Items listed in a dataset
[start]

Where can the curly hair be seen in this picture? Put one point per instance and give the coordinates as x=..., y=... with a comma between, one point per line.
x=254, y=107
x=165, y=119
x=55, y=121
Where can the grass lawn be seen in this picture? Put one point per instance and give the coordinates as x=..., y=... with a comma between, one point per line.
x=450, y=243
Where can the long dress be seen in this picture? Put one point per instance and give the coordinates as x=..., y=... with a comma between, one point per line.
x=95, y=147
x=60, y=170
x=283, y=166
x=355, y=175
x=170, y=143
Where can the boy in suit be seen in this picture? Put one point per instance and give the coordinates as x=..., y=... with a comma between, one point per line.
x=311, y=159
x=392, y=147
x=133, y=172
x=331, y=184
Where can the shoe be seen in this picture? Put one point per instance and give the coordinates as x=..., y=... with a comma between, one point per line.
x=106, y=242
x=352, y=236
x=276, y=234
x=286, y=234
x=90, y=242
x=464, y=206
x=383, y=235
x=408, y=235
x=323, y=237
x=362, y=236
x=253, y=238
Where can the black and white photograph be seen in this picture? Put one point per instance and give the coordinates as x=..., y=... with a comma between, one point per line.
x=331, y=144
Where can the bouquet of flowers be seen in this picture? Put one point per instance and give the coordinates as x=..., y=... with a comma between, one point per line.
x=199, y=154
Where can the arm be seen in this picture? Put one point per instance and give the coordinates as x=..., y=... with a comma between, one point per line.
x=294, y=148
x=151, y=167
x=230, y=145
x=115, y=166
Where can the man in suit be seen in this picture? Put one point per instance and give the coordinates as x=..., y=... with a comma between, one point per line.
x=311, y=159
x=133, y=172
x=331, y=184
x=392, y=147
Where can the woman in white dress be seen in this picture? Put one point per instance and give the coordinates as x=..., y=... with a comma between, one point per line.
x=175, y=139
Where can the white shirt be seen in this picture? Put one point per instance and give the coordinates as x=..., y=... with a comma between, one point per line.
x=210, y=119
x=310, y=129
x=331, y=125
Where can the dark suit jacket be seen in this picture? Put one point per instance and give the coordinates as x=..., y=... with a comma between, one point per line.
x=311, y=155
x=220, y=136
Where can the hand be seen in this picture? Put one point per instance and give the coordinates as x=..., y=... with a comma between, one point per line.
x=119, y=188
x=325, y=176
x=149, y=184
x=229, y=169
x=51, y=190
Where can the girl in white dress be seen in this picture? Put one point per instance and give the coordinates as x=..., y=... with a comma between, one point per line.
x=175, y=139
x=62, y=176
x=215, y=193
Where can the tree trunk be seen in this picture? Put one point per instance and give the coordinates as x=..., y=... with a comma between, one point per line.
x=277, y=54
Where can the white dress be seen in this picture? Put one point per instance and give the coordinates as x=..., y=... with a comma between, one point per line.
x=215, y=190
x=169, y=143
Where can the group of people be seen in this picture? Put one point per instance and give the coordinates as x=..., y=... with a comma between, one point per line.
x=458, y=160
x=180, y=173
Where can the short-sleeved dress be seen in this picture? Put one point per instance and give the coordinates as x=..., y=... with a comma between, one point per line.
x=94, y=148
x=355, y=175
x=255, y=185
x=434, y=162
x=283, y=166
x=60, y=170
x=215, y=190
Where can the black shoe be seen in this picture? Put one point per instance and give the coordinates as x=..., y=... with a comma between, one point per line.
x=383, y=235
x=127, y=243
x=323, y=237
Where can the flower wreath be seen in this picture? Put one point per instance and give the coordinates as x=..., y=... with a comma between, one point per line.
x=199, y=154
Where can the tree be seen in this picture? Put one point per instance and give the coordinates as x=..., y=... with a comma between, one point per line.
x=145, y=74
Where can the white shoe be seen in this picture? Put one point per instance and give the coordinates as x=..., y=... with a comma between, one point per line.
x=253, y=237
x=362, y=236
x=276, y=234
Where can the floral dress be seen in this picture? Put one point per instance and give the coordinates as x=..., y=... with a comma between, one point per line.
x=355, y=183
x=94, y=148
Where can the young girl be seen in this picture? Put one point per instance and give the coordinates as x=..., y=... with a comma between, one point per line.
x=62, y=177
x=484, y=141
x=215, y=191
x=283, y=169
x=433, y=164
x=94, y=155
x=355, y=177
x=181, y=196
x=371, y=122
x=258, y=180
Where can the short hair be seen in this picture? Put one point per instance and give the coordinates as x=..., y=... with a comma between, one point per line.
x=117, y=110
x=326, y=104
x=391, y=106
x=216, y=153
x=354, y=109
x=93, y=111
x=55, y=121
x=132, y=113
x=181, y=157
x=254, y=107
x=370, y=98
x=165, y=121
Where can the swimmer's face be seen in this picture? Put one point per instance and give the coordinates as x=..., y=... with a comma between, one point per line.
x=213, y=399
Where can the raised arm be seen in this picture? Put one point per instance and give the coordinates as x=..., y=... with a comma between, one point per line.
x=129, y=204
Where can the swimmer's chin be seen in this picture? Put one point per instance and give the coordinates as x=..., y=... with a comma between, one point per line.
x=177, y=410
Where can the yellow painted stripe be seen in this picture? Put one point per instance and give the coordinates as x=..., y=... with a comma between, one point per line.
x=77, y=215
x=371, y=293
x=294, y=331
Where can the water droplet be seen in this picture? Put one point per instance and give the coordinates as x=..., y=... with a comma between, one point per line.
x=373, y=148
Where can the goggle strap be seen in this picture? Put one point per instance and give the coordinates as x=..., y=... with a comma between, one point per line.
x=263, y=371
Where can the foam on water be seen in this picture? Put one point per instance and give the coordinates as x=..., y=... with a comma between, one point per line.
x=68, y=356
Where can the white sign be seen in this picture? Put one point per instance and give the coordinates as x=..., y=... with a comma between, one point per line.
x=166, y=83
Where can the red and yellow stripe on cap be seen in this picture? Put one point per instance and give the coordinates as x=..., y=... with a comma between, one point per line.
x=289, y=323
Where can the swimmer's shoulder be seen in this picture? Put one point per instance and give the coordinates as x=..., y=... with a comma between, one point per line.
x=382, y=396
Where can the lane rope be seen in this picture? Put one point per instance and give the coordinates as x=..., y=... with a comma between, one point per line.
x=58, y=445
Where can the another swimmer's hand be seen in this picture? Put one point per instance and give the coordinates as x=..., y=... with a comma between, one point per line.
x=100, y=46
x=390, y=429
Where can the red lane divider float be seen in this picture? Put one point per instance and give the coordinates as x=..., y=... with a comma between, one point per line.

[end]

▸ **Exercise**
Give the lines of the listing between the line holding "Where can the long" and the line holding "x=170, y=143", inclusive, as a JSON list of strings with one string per line and blank lines omitted.

▸ **Solved exercise**
[
  "Where can the long dress be seen in this picture? Put one point per instance and give the coordinates as x=..., y=... with a comma between, one point per line.",
  "x=95, y=147",
  "x=60, y=170",
  "x=283, y=166",
  "x=355, y=175",
  "x=170, y=143"
]